EXERCISE DETAILS:
What follows is a listing to be transcribed exactly.

RECORD EXTRACTS:
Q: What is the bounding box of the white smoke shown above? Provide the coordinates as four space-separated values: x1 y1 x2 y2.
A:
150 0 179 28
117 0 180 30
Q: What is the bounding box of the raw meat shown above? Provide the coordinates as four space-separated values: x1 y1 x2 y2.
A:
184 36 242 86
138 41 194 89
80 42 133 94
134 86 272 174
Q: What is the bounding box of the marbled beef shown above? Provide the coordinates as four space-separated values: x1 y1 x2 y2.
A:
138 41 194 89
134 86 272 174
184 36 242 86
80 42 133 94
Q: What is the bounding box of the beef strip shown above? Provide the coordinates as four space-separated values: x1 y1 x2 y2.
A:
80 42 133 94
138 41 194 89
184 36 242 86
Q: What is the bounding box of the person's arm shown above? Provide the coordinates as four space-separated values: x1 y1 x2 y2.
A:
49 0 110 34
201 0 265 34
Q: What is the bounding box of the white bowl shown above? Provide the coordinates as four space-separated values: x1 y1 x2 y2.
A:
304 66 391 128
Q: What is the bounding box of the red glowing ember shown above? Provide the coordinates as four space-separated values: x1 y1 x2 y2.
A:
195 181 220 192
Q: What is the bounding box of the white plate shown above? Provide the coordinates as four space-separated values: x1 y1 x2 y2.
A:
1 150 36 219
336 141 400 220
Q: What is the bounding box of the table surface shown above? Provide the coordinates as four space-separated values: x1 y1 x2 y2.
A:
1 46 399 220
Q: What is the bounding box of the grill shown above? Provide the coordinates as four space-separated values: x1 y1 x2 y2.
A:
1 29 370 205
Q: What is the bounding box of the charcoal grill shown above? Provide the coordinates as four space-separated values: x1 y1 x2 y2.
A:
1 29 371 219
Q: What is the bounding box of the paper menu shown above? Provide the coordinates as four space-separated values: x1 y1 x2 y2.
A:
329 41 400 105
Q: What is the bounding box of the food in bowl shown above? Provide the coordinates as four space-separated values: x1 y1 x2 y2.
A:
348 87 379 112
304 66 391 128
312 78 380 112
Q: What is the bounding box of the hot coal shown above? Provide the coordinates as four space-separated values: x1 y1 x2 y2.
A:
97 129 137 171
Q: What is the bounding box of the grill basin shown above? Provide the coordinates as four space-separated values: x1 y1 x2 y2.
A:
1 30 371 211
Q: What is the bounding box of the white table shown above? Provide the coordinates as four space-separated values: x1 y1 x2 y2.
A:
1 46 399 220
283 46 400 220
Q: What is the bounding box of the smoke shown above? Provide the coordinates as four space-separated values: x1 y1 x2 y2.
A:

ANSWER SECTION:
Q: What is the bounding box of the white smoke shown above? Provide the coordinates as four space-separated values: x1 y1 x2 y2.
A:
150 0 179 28
117 0 180 30
Q: What is the bounding box of the raw meat shown above? Provide the coordinates as four space-separated values: x1 y1 x2 y2.
A:
184 36 242 86
138 41 194 89
80 42 133 94
134 86 272 174
Q: What is the bounding box of the marbled beef shown above? Provide the coordinates as four space-separated values: x1 y1 x2 y2.
A:
138 41 194 89
134 86 272 174
184 36 242 86
80 42 133 94
Q: What is the bounding box of the beef strip shown above? Provide the coordinates as four space-separated values: x1 y1 x2 y2.
A:
80 42 133 94
138 41 194 89
184 36 242 86
Q: What is the bounding box of the person's arm shown above? Provide the coordinates as four space-separated values: x1 y1 x2 y2.
A:
49 0 110 34
201 0 265 34
Q: What is the bounding box of the white bowl shown above? Provide the coordinates as four space-separated values: x1 y1 x2 y2.
A:
304 66 391 128
Q: What is the bounding box of the red glowing ember shown above? Provide the coordinates as four space-separated values: x1 y1 x2 y2.
A:
195 181 220 192
Q: What is the bounding box of the white plate shown above? Provide the coordinates as four space-separated values: x1 y1 x2 y2.
A:
1 150 36 219
336 141 400 220
Q: What is the bounding box of the table surface shown above? Provide the coordinates as four space-separated values: x1 y1 x2 y2.
A:
1 46 399 220
Q: What is the bounding box of the grill shown above? Provide the coordinates as four space-separated values: x1 y1 x2 y2.
A:
1 29 370 205
Q: What is the bounding box of the charcoal grill shown above? Provide the coordinates as four space-separated values: x1 y1 x2 y2.
A:
1 29 371 219
Q: What is the bounding box of the paper menu shown above? Provide the coordinates as four space-separated values: x1 y1 x2 y2.
A:
329 41 400 105
Q: What is the bounding box of the food in bowl shown above? Provide the coordinates as four space-separated values: x1 y1 x2 y2.
A:
348 87 379 112
304 66 391 128
312 78 380 112
Q: What is the bounding box of the hot coal shown above? Provide the coordinates as four space-separated values: x1 y1 x2 y2.
A:
97 129 137 171
Q: What is the bounding box of the grill basin shown above? Provide the coordinates as four space-separated values: x1 y1 x2 y2.
A:
1 30 371 211
Q: What is the bounding box of the white table shown above? Provide the coordinates as four space-separated values: x1 y1 x2 y2.
A:
1 46 399 220
283 46 400 220
Q: What is the bounding box of the smoke shown above? Provide the coordinates as four space-separated values: x1 y1 x2 y2.
A:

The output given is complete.